Required task —
Please extend the forum thread about choosing subwoofers for a two-15 box, beginning with the reply from superdodge2196 that it stops on.

Passage given —

===

# WHATS THE BEST SUBWOOFER BRAND?



## ckmakaveli420 (May 28, 2007)

i just bought a box for two 15s.........whats the best brand 15's to put in them hoes???? and what would be a good amp to match with those 15 to make them knock the hardest??


----------



## hearse (Oct 20, 2005)

possibilities are endless. and im guess u dont know the volume of the box do you ?


----------



## superdodge2196 (May 21, 2006)

um...kinda need to know the volume of the enclosure. budget, car, things like that would help you get a straight answer.


----------



## hearse (Oct 20, 2005)

he got a prefab box of ebay. with 1.4 per chamber he pmd me the box specs


----------



## Sporty (Jan 26, 2006)

> _Originally posted by hearse_@Jul 19 2007, 11:26 PM~8350496
> *he got a prefab box of ebay. with 1.4 per chamber he pmd me the box specs
> *



sealed? that sucks... did you tell him to send that shit back?


----------



## hearse (Oct 20, 2005)

:roflmao: i figured id leave to u guys to come up with subs for it. even came with free tweaters :uh:


----------



## hearse (Oct 20, 2005)

heres the box http://cgi.ebay.com/ebaymotors/Two-15-inch...1QQcmdZViewItem


----------



## Sporty (Jan 26, 2006)

i bet it's made out of 5/8th inch MDF. 1.4cubes sealed per chamber will be about 1.2cubes net after discplacement of a standard 12-spoke basket, double stacked magnet 15" woofer. i say send it back and get an enclosure that's worth having (like an enclosure MADE for the subwoofers you 'tend to use)


----------



## hearse (Oct 20, 2005)

this kid needs help. :uh:



> *
> 
> 
> 
> ...


----------



## Hater Hurter (Jul 4, 2004)

lol.... this kid cracks me up..... his name, his comments, and his rediculous butt-hurt PM's


----------



## hearse (Oct 20, 2005)

:yessad:


----------



## BigLinc (Mar 6, 2002)

fuck prefabbed boxes


----------



## Hater Hurter (Jul 4, 2004)

first this kid tells me im a dumbfuck for typing in craigslist.com to go to craigslist, because it auto changes the URL to craigslist.org. like who gives a fuck? if what you type takes you there who cares. do you get a fucking medal for typing the correct URL off the bat...lol

then he tells me that he can beat my ass... well those of you who actually know me/know of me know whats up on that... and besides that who fucking makes threats like that from the opposite end of the country (on the internet)

then when wankster ass finds out who i am and that i'd beat his little ass, he threatens to shoot me :roflmao: 

and thats gods honest truth, fuckin newbie little kids crack me up

good luck with your box and best 15's :roflmao:


----------



## Boss Hog (Jul 16, 2007)

> _Originally posted by Sporty_@Jul 19 2007, 10:46 PM~8350659
> *sealed? that sucks... did you tell him to send that shit back?
> *



i like the solid sound of sealed boxes! and its better for your subs in the long run, my 12s HIT HARD you can hear me 3 blocks away no problem.


----------



## superdodge2196 (May 21, 2006)

===

Data entries —
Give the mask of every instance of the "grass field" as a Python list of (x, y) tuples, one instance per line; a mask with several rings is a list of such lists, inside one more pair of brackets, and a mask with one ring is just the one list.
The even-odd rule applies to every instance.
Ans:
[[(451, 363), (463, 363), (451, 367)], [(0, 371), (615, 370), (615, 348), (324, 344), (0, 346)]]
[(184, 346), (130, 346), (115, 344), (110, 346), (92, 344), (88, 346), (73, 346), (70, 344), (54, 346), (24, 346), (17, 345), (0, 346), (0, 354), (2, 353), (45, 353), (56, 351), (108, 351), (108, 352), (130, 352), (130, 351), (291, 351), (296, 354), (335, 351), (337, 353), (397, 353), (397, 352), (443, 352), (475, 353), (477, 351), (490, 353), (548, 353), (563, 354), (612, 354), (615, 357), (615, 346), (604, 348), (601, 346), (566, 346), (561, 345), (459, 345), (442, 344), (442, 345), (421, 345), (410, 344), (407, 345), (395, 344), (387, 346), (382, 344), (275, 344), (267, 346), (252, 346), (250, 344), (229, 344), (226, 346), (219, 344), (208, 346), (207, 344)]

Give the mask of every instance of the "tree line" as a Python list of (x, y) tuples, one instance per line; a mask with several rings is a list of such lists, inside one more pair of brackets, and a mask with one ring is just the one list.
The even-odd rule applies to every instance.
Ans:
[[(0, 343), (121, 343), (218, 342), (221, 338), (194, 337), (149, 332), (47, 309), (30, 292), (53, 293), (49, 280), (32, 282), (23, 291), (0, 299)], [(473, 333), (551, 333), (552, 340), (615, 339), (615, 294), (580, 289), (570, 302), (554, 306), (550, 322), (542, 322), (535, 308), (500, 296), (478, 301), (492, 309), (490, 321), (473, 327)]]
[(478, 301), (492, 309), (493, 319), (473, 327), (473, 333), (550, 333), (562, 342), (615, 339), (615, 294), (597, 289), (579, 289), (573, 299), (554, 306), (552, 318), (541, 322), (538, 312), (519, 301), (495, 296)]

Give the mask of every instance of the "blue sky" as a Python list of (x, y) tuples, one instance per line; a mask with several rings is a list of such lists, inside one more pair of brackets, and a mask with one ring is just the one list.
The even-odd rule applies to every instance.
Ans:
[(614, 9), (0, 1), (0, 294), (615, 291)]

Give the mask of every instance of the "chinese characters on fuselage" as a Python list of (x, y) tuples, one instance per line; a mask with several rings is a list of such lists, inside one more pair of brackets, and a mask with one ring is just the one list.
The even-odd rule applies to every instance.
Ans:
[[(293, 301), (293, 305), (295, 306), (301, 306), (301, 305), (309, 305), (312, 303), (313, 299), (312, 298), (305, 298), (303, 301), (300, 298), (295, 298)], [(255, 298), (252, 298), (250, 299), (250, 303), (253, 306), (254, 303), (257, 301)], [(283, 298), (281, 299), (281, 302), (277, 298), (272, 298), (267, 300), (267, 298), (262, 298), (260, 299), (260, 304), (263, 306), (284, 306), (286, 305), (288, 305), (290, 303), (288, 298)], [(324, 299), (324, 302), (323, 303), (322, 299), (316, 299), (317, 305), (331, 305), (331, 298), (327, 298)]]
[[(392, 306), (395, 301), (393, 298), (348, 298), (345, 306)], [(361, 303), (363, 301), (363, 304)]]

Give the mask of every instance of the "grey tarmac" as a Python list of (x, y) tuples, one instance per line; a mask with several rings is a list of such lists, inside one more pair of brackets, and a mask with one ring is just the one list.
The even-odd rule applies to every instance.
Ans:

===

Answer to the problem —
> _Originally posted by Boss Hog_@Jul 20 2007, 07:43 PM~8355808
> *i like the solid sound of sealed boxes! and its better for your subs in the long run, my 12s HIT HARD you can hear me 3 blocks away no problem.
> *


post a vid to back it up! :0 ported will almost always play lower and have a better bass response. not to mention it takes more power to play a sealed box. so how could that be better for your sub?


----------



## Boss Hog (Jul 16, 2007)

> _Originally posted by superdodge2196_@Jul 20 2007, 06:45 PM~8355814
> *post a vid to back it up! :0  ported will almost always play lower and have a better bass response.  not to mention it takes more power to play a sealed box.  so how could that be better for your sub?
> *


yes ported is louder, they are set @ 24db compaired to 12db sealed, BUT my sealed Alpine R 12s in my sealed box HIT REAL HARD!!!!!!!!!


----------



## Boss Hog (Jul 16, 2007)

theres more exurstion <--- speeling, with vented boxs which is harder on the sub


----------



## superdodge2196 (May 21, 2006)

> _Originally posted by Boss Hog_@Jul 20 2007, 07:49 PM~8355828
> *yes ported is louder, they are set @ 24db compaired to 12db sealed, BUT my sealed Alpine R 12s in my sealed box HIT REAL HARD!!!!!!!!!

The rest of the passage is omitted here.